*TASK BRIEF*
In the records below, locate the line containing "# point at: small"; output that line and every following line through the last, exactly.

====== MATERIALS PROVIDED ======

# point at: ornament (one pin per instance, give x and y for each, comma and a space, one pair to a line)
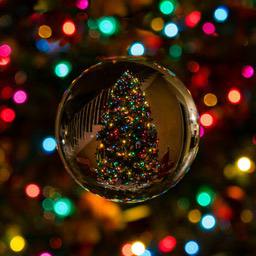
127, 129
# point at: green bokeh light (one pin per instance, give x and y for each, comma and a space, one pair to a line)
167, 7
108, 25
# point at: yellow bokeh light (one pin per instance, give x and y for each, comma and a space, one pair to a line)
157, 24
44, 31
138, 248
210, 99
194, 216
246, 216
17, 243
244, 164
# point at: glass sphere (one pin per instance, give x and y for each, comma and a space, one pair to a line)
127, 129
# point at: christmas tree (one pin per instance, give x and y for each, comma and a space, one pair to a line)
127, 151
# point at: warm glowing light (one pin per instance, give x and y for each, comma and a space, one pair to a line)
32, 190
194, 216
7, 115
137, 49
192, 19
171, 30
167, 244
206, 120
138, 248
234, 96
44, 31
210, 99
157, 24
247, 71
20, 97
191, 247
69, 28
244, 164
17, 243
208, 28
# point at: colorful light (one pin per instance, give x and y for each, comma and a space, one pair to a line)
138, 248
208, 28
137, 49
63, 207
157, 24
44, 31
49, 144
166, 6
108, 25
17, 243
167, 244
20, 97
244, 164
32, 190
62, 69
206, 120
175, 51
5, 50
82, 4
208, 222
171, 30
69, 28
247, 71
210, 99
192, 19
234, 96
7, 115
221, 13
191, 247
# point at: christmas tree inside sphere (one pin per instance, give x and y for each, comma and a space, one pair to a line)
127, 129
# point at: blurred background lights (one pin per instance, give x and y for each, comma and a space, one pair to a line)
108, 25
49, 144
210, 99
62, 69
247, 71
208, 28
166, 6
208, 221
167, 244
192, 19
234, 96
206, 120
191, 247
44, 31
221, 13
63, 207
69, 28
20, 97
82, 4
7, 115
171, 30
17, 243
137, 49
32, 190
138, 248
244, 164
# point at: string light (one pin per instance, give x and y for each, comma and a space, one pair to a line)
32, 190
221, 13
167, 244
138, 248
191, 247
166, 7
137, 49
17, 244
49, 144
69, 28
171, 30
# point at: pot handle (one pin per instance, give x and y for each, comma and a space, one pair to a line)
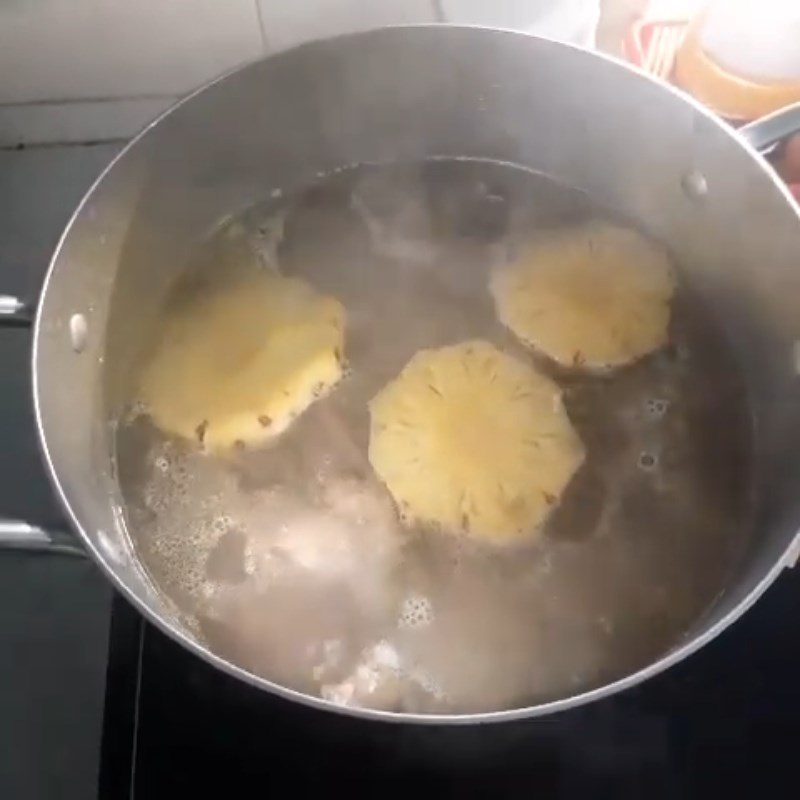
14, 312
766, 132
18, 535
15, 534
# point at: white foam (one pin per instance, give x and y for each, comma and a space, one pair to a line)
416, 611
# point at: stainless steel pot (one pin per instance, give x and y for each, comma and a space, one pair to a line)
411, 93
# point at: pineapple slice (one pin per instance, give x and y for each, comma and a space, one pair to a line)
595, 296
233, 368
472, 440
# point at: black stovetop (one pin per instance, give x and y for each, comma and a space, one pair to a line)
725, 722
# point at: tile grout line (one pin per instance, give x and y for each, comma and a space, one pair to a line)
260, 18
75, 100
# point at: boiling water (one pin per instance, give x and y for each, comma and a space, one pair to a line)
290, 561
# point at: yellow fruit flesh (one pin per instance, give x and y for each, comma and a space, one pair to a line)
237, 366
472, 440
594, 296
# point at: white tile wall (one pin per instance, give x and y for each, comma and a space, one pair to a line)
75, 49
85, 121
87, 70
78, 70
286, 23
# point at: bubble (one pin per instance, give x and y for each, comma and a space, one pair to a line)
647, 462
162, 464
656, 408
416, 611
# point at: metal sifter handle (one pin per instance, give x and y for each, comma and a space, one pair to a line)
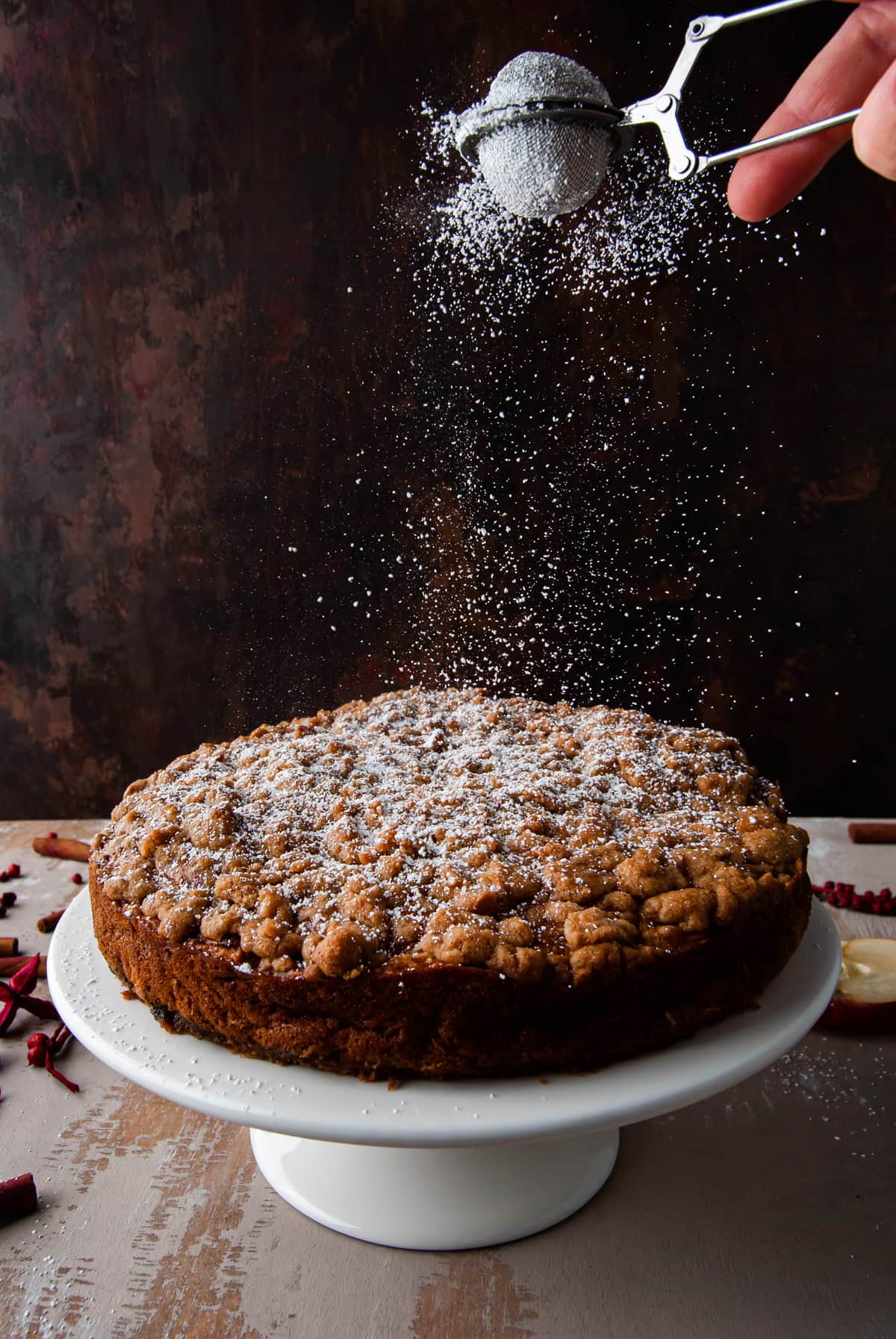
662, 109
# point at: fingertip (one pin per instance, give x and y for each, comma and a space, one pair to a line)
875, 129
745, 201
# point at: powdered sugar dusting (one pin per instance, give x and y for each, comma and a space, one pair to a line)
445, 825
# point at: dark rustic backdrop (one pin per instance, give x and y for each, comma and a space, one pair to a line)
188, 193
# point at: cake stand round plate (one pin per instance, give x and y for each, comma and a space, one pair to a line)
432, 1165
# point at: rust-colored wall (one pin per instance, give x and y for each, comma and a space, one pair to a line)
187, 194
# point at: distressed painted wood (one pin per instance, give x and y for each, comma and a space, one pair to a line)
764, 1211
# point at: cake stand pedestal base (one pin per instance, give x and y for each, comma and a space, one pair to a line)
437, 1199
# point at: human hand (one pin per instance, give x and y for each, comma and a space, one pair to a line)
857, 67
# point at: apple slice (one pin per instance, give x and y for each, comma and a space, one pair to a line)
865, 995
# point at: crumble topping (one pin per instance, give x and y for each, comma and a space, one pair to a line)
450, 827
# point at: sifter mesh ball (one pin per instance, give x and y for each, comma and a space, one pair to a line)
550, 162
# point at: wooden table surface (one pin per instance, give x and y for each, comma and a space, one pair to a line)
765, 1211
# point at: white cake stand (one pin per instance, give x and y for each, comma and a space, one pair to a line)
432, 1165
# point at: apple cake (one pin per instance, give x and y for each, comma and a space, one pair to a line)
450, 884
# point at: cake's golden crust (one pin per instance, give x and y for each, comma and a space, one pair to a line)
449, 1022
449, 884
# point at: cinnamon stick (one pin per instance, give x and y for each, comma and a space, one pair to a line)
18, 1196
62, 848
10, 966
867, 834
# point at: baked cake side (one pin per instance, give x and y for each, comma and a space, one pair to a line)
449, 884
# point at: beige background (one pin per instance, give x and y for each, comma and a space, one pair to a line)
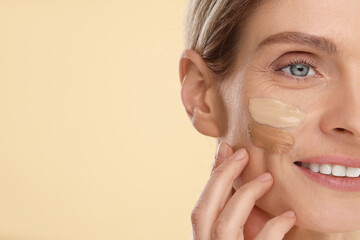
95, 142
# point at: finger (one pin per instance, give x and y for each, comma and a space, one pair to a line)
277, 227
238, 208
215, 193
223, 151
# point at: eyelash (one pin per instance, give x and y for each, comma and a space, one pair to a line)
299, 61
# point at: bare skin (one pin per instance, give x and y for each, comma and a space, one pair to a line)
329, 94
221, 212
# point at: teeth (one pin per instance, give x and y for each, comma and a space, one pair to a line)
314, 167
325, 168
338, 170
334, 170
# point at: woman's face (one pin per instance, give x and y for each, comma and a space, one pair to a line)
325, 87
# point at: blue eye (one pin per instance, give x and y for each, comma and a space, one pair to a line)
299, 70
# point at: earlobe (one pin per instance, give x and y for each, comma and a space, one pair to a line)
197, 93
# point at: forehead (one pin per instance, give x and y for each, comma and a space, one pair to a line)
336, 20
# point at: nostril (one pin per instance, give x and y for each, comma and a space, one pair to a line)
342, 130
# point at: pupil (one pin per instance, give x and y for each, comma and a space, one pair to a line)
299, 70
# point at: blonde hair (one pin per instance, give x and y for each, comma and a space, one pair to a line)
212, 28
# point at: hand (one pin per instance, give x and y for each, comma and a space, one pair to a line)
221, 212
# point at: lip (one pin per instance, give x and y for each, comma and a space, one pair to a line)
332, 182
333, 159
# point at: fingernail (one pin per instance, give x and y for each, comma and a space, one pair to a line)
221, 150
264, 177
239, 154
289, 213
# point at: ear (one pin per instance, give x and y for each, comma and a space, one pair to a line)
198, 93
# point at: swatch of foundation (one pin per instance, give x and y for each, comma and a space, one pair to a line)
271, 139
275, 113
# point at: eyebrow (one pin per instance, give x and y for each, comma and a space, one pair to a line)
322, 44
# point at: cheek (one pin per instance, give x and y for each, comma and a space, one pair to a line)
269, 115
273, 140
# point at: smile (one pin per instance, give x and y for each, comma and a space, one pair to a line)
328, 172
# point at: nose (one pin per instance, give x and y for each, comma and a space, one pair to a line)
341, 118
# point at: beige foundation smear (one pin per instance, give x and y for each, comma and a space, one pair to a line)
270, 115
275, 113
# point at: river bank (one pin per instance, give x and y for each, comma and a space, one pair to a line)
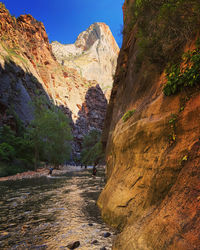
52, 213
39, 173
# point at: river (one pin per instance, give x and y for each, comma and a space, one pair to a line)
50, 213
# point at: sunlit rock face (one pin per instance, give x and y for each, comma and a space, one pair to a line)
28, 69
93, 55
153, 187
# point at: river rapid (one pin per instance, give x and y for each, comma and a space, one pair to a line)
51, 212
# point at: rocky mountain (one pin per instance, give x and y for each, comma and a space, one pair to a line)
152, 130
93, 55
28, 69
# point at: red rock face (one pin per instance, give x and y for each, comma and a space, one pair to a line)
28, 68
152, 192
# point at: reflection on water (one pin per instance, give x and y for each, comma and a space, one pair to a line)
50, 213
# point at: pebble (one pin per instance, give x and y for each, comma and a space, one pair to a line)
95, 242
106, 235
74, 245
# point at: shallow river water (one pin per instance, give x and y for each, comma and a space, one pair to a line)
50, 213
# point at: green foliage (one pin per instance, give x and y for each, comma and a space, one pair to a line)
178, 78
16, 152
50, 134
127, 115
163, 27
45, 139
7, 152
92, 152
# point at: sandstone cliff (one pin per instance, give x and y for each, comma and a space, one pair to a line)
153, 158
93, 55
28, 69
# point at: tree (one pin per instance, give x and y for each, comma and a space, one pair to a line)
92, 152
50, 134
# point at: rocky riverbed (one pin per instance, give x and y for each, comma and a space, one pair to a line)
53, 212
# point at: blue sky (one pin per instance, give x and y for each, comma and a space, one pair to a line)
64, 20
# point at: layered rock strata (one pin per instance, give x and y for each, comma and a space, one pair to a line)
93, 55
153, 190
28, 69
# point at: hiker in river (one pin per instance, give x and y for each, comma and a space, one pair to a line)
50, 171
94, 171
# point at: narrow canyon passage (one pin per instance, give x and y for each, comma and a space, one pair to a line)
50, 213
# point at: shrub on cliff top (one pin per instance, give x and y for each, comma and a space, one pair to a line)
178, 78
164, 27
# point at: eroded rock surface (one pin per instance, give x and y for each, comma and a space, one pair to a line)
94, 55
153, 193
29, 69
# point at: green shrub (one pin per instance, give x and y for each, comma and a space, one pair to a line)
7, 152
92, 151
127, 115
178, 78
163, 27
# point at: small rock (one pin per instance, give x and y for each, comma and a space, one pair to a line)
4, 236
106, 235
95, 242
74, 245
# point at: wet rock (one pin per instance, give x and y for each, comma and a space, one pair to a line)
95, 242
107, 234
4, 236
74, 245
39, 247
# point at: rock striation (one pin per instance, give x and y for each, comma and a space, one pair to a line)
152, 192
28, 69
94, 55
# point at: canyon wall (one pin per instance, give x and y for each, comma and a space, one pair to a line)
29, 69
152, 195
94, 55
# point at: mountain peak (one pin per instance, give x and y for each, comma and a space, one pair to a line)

======

*EXERCISE RESULT*
# point at: small rock (one pin per instance, give x and y for each, comma and a space, one pair to a line)
4, 236
106, 235
95, 242
74, 245
# point at: wet rock (one pin per instance, give x and y for each, comma and a space, one pair to a line)
95, 242
107, 234
4, 236
74, 245
39, 247
# point at: rock striation (one pin per instance, give x and y for each, comma and a space, one pair to a line)
152, 192
28, 69
94, 55
# point at: canyon wall (one pin per instance, give x and y for each, comma and a space, one pair to a line)
29, 69
152, 195
94, 55
# point at: mountain peak (one pin per instance, give x and y for each, comma and a space, one pair to a line)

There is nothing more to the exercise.